# Records for this exercise start
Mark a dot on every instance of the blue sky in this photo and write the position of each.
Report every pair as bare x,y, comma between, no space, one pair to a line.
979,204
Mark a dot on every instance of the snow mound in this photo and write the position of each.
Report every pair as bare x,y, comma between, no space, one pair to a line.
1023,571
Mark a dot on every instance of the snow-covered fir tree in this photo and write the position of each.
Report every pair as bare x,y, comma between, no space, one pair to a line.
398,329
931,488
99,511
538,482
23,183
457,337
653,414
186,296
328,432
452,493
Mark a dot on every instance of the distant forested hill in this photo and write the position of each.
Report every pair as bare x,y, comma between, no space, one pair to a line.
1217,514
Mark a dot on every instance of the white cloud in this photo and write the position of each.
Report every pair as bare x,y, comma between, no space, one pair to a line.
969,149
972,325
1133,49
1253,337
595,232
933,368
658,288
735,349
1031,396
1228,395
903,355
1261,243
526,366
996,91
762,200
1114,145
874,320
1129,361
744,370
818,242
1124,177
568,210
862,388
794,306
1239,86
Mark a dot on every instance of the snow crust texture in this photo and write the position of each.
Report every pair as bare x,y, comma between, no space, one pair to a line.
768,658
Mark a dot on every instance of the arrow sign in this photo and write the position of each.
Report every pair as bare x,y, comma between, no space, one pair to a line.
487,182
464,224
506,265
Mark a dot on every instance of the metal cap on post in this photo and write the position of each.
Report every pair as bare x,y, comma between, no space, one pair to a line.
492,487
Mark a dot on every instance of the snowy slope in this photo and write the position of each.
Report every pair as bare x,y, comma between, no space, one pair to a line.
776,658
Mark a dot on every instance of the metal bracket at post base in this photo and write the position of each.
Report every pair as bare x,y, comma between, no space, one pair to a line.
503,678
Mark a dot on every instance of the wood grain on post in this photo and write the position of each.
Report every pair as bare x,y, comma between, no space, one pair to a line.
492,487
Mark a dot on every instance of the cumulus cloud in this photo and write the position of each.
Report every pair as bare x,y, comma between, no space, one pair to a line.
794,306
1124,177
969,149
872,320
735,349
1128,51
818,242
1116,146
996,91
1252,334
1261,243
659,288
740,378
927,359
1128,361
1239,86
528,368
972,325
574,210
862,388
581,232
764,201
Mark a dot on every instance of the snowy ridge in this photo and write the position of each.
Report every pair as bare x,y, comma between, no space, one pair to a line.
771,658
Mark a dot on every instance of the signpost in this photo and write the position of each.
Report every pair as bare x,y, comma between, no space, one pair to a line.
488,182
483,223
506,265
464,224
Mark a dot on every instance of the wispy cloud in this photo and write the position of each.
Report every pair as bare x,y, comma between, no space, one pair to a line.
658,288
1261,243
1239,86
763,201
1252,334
# Records for this exercise end
- [Exercise prompt]: Set all of the records down again, exactly as they stand.

- [Result]:
Mark a dot on every instance of the blue sky in this photo and write the position of each.
Report every pair as bare x,y, comma between, no space, one pair to a line.
979,204
Mark a dot on every instance of the snow mound in this photo and write the position of each.
Report every pair as bare x,y, comma between, no space, one pair to a line.
1023,571
Mark a dot on every instance of the snow-covered fir tree in this photo and write the position of each.
Report every pair as bare x,y, comma between, no space, one pair to a line.
398,329
931,488
99,511
538,482
23,183
457,337
653,414
186,296
328,432
452,493
Mark a dot on every instance of the distant forested hill in this photo and write the position of each.
Report every pair as bare x,y, comma between, no space, one pair to a line.
1217,514
Mark a dot on every instance of the white cloud in this photo and write the position of each.
Report every pair as bare x,y, comma between, no space, one pair to a line.
969,149
972,325
1133,49
1253,337
595,232
933,368
658,288
735,349
1031,396
1228,395
903,355
1261,243
526,366
996,91
762,200
1114,145
874,320
1129,361
744,370
818,242
1124,177
568,210
862,388
794,306
1239,86
Mark a dot on every instance of the snow crust texture in this photo and write the position of each.
Report every pair as bare x,y, comma between, no space, one pair to a line.
768,658
Mark a dot on every instance of the arrow sign in this photo and write the position of each.
Report every pair as bare x,y, comma between, no space, one pair to a line.
487,182
464,224
506,265
Mark a dot on every instance of the metal cap on post in this photo and write the position of each.
Report every pair as bare x,y, comma between, no space, one pair to a line.
492,487
Mark a dot on every instance of the snowy slope in this photo and write the position of each.
Report every pair as bare x,y, comma between, no space, one pair to a line.
776,658
Mark a dot on every instance of the metal bracket at post base in this photo and write the position of each.
Report every pair as bare x,y, comma between, no space, one pair to a line.
503,678
Mark a dot on every instance of the wood grain on post in this photo and write the position of each.
Report every pair as bare x,y, comma between, no space, one pair to a line.
492,487
Mark a dot on every instance of the cumulus cloud in this photo and write the position of each.
Report every pair as bare x,y, comma between, no space, one pair to a line.
794,306
1124,177
969,149
872,320
735,349
1128,51
818,242
1116,146
996,91
1252,334
1261,243
659,288
740,378
927,359
1128,361
1239,86
528,368
972,325
574,210
862,388
581,232
764,201
Mark a dot on every instance of the snowy ridge in this photo and write the position of each.
Report every pair as bare x,y, comma between, no space, one pair to a line.
771,658
Mark a dot on every instance of the signpost in this photo and write the position of each.
Report every pair as bare x,y, comma between, no space, one pair to a line.
488,182
483,223
506,265
464,224
Mark a dot on every instance of the wispy cloud in this photo and write the position of each.
Report every pair as bare x,y, comma between, no space, one pair to a line.
658,288
1261,243
1239,86
763,201
1252,334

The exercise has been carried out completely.